Supplied material:

== Segment start ==

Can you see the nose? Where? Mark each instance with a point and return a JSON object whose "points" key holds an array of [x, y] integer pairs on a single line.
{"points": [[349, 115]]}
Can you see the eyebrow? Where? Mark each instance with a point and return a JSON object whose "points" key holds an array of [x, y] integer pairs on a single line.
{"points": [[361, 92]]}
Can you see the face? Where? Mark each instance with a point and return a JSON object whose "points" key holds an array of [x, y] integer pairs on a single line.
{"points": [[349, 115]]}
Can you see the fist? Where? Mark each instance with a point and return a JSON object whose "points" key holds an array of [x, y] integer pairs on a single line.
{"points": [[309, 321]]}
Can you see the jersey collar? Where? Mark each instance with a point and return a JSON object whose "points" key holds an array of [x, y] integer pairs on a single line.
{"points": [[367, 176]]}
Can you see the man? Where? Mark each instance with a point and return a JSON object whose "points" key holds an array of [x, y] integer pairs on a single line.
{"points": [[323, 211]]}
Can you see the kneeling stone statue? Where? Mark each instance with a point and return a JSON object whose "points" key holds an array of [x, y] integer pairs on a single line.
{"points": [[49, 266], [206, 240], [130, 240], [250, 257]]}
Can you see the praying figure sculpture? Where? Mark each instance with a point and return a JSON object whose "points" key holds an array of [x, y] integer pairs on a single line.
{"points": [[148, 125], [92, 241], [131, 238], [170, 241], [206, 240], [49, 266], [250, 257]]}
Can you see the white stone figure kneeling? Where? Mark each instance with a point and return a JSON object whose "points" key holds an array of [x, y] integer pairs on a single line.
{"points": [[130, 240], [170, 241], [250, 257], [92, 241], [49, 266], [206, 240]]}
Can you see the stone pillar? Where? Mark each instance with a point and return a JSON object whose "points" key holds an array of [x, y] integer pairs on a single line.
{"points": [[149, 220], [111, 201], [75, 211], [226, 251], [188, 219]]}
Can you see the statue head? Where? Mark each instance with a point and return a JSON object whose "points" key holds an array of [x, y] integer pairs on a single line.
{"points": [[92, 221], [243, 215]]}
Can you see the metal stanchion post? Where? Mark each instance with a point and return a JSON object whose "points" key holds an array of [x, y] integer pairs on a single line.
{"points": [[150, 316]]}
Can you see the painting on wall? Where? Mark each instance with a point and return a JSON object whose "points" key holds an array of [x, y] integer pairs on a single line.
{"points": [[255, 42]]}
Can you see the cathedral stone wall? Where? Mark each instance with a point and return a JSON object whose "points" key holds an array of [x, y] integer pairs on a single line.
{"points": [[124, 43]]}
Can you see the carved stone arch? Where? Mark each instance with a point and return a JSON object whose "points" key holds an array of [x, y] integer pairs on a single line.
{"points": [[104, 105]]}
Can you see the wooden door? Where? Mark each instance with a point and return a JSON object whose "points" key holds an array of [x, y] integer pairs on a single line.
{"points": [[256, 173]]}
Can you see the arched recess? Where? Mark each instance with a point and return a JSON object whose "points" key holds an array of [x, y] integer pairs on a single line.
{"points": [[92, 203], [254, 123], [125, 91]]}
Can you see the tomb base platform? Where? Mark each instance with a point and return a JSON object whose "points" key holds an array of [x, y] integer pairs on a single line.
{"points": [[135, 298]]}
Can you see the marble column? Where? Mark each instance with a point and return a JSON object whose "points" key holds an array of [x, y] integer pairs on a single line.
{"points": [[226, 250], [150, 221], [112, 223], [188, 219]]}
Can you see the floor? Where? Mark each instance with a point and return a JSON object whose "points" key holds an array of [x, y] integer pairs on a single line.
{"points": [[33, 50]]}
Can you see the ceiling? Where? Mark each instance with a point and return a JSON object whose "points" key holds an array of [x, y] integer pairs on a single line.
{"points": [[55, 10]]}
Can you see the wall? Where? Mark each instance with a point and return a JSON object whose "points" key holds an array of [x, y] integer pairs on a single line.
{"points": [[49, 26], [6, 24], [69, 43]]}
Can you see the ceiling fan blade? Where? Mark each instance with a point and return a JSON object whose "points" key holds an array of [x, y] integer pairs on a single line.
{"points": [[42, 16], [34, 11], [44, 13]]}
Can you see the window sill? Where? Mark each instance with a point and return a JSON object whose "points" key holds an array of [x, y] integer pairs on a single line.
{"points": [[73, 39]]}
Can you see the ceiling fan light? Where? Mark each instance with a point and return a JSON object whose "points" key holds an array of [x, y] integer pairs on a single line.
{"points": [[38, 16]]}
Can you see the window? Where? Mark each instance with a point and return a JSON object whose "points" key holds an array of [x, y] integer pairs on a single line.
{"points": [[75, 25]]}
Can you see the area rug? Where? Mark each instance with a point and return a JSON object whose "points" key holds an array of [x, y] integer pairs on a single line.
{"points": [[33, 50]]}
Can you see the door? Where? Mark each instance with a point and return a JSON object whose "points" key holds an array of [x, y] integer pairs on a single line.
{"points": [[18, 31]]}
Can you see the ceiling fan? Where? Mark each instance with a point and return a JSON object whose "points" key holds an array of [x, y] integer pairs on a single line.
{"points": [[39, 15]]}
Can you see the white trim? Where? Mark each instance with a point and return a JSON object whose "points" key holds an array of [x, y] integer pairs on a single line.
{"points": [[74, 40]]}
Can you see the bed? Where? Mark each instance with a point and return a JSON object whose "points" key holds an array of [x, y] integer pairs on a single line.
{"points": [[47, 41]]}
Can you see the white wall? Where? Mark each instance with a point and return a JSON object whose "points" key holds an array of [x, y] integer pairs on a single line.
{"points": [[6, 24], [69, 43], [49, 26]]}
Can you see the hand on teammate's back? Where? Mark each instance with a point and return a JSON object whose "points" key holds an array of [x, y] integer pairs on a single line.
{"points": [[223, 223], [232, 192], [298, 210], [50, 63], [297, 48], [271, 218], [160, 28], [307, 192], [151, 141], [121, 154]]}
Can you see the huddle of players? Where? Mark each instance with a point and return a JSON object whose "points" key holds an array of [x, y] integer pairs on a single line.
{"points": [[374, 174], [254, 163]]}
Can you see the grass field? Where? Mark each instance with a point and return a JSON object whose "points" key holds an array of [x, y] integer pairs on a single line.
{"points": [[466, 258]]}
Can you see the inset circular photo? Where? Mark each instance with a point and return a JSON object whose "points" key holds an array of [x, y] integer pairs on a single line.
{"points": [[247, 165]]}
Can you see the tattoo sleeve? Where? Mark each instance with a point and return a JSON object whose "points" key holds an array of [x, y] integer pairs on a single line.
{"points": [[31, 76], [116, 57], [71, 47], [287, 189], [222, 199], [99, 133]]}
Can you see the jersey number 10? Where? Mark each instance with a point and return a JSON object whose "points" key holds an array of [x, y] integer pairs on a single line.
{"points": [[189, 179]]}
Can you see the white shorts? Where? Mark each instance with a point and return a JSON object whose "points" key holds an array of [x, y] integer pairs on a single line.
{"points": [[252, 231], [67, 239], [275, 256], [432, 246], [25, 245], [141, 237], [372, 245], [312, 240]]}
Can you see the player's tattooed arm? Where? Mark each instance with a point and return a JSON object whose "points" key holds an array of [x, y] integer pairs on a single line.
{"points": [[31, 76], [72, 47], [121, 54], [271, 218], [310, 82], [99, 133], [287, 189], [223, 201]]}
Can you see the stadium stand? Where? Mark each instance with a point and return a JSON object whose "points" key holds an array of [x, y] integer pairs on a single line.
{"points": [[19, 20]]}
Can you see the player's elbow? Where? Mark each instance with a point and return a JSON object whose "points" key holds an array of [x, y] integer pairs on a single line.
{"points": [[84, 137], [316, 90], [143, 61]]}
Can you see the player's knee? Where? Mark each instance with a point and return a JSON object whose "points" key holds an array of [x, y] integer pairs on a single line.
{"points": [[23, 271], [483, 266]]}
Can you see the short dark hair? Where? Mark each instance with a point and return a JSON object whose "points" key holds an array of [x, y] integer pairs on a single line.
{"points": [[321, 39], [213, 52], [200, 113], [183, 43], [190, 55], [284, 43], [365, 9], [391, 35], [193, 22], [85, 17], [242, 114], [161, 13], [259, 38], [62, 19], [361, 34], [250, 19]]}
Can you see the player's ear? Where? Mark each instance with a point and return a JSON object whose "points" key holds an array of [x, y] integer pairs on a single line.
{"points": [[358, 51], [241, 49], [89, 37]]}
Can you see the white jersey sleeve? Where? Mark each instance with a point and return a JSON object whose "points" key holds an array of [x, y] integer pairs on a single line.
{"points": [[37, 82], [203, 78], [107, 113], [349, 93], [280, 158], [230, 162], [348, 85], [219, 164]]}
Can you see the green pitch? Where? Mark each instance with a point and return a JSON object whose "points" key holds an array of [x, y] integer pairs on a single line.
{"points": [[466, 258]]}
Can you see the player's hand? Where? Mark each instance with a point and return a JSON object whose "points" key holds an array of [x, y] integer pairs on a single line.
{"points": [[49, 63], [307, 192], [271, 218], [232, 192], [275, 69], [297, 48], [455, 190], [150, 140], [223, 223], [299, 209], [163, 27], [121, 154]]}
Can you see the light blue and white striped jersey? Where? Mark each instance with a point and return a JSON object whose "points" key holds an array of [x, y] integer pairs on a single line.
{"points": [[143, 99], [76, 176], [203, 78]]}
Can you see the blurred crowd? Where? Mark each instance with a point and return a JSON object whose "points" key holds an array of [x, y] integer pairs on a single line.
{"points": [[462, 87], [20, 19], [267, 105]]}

== Segment end ==

Work task: Emit only the final stretch of the records: the line containing "Can you see the light" through the end, each line exactly as it stands.

Exercise response:
Can you see the light blue and white striped jersey? Where? Mark each instance with a point and return a JSON object whose "points" key holds an array of [x, y] integer pairs on a single line.
{"points": [[143, 99], [76, 176], [203, 78]]}
Can you see the blurred crowd? Where? Mark each instance with a point and return a JSON object whose "points" key holds an array of [x, y] integer pairs on a single line.
{"points": [[462, 87], [20, 19], [267, 105]]}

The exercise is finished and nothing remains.